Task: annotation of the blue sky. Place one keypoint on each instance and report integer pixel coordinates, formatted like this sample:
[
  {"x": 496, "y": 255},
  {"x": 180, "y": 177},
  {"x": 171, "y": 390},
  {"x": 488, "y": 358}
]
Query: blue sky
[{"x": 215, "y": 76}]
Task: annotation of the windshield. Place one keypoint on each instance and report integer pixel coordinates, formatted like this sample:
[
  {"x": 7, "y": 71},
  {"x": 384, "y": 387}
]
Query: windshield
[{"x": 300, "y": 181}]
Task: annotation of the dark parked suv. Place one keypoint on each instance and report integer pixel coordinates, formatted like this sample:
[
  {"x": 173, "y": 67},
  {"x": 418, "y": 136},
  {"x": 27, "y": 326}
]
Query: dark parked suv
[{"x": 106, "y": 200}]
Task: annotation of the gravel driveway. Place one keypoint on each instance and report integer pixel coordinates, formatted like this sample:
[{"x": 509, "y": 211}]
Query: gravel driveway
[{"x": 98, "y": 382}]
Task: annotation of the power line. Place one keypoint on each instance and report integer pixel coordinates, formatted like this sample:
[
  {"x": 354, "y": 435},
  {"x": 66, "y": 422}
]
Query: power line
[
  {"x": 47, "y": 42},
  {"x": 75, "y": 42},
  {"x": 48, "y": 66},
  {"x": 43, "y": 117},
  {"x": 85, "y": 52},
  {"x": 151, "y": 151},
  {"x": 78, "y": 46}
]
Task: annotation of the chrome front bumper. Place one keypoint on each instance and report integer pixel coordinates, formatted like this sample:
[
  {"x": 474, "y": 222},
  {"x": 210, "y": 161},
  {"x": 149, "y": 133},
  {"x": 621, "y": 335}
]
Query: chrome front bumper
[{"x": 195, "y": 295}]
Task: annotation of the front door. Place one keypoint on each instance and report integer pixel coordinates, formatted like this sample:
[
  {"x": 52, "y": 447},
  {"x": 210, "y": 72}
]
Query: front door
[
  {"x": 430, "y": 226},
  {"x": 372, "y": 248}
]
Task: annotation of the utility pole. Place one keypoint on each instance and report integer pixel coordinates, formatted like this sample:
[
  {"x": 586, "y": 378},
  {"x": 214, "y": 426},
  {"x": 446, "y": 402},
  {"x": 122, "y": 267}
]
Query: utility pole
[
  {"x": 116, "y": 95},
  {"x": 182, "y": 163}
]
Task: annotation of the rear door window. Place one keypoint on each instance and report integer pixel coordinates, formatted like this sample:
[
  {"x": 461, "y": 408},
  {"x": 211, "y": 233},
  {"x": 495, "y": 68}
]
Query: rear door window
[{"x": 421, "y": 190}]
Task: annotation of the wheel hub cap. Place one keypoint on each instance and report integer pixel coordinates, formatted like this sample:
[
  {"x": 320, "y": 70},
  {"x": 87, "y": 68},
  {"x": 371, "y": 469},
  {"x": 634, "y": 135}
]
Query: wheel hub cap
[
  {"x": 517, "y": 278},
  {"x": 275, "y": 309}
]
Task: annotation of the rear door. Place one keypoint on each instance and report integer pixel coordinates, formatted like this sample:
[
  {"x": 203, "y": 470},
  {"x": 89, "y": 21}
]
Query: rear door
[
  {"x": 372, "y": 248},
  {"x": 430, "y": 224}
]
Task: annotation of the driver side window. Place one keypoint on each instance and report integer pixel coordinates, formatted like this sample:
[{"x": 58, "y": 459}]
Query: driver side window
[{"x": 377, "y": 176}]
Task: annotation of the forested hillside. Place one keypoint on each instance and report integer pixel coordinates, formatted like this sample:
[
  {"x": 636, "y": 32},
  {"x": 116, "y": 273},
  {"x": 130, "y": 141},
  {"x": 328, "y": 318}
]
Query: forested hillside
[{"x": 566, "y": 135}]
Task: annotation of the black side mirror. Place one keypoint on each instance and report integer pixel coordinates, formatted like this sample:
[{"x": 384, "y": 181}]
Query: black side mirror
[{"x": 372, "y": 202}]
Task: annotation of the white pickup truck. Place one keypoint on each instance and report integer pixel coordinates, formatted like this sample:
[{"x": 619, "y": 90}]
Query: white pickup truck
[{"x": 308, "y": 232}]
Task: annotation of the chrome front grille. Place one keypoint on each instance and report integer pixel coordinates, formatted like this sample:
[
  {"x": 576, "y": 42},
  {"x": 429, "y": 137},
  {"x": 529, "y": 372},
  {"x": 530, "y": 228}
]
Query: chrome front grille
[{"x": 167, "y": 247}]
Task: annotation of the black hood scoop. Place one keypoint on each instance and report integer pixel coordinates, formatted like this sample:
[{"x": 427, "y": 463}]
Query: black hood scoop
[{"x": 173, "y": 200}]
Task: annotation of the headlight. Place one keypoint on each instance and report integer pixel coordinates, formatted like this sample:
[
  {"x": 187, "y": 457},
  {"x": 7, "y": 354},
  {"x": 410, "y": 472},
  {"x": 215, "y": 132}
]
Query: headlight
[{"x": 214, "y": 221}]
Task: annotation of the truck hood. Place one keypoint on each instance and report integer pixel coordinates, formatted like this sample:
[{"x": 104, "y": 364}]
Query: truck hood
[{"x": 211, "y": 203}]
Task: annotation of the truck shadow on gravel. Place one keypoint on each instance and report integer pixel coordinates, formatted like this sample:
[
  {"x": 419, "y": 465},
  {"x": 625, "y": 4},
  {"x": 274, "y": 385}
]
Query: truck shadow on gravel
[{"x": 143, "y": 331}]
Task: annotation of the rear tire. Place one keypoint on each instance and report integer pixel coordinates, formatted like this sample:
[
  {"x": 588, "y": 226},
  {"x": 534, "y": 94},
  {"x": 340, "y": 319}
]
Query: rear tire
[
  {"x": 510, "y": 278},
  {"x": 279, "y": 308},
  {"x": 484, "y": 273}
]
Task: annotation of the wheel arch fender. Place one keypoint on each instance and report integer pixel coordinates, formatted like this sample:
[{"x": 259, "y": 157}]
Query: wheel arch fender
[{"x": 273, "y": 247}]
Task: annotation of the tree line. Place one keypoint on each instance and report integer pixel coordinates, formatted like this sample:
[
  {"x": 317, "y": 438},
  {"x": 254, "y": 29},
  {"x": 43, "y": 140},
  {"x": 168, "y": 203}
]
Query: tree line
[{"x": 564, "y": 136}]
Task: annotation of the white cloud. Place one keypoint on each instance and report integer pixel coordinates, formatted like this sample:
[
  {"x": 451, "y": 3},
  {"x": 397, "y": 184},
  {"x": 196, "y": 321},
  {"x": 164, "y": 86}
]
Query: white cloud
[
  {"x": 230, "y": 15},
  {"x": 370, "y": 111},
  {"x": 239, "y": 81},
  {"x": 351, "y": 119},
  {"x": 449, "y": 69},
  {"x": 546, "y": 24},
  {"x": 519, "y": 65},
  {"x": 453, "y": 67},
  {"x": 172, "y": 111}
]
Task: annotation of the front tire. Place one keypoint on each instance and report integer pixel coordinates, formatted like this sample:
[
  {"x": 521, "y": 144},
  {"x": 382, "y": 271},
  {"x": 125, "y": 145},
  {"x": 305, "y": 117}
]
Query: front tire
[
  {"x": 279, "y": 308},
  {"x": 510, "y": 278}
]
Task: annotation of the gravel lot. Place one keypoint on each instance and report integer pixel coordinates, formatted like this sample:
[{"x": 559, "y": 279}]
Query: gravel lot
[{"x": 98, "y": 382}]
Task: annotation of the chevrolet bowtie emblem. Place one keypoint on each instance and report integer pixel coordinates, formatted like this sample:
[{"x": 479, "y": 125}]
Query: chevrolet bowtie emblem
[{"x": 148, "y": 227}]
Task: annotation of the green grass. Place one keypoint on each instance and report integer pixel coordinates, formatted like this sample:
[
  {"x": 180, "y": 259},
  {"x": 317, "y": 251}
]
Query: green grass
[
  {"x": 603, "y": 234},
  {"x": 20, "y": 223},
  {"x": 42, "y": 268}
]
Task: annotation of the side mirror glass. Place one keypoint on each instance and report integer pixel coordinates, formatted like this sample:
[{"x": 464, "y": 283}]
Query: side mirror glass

_The problem_.
Lay out the stretch of the entries from the line containing "Task: annotation of the white cloud." through the last line as a JSON list of strings, one string per line, with blank lines left out.

_Solution to the problem_.
[
  "Task: annotation of the white cloud. Place one keypoint on each instance and report integer pixel coordinates, formatted like this sample:",
  "[",
  "  {\"x\": 451, \"y\": 3},",
  "  {\"x\": 397, \"y\": 184},",
  "  {\"x\": 196, \"y\": 321},",
  "  {\"x\": 164, \"y\": 86}",
  "]",
  "Query: white cloud",
  "[",
  "  {\"x\": 230, \"y\": 15},",
  "  {\"x\": 370, \"y\": 111},",
  "  {\"x\": 239, \"y\": 81},",
  "  {\"x\": 351, \"y\": 119},",
  "  {\"x\": 449, \"y\": 69},",
  "  {\"x\": 546, \"y\": 24},",
  "  {\"x\": 519, \"y\": 65},",
  "  {\"x\": 453, \"y\": 67},",
  "  {\"x\": 172, \"y\": 111}",
  "]",
  "Task: annotation of the front tire. Place one keypoint on each instance and report integer pixel coordinates, formatted like this sample:",
  "[",
  "  {\"x\": 521, \"y\": 144},",
  "  {\"x\": 382, \"y\": 271},",
  "  {\"x\": 125, \"y\": 145},",
  "  {\"x\": 305, \"y\": 117}",
  "]",
  "Query: front tire",
  "[",
  "  {\"x\": 279, \"y\": 308},",
  "  {\"x\": 510, \"y\": 278}",
  "]",
  "Task: annotation of the gravel lot. Place one keypoint on each instance and report integer pixel coordinates, formatted like this sample:",
  "[{\"x\": 559, \"y\": 279}]",
  "Query: gravel lot",
  "[{\"x\": 98, \"y\": 382}]",
  "Task: annotation of the chevrolet bowtie emblem. Place one keypoint on each instance and report integer pixel coordinates, formatted like this sample:",
  "[{\"x\": 479, \"y\": 125}]",
  "Query: chevrolet bowtie emblem",
  "[{\"x\": 148, \"y\": 227}]",
  "Task: annotation of the green grass. Place one keypoint on each instance and report integer pixel coordinates, formatted like this sample:",
  "[",
  "  {\"x\": 180, \"y\": 259},",
  "  {\"x\": 317, \"y\": 251}",
  "]",
  "Query: green grass",
  "[",
  "  {\"x\": 603, \"y\": 234},",
  "  {\"x\": 20, \"y\": 223},",
  "  {\"x\": 42, \"y\": 268}",
  "]",
  "Task: annotation of the side mirror glass. Place one keypoint on each instance and report integer pixel coordinates, formatted like this sample:",
  "[{\"x\": 464, \"y\": 283}]",
  "Query: side mirror glass"
]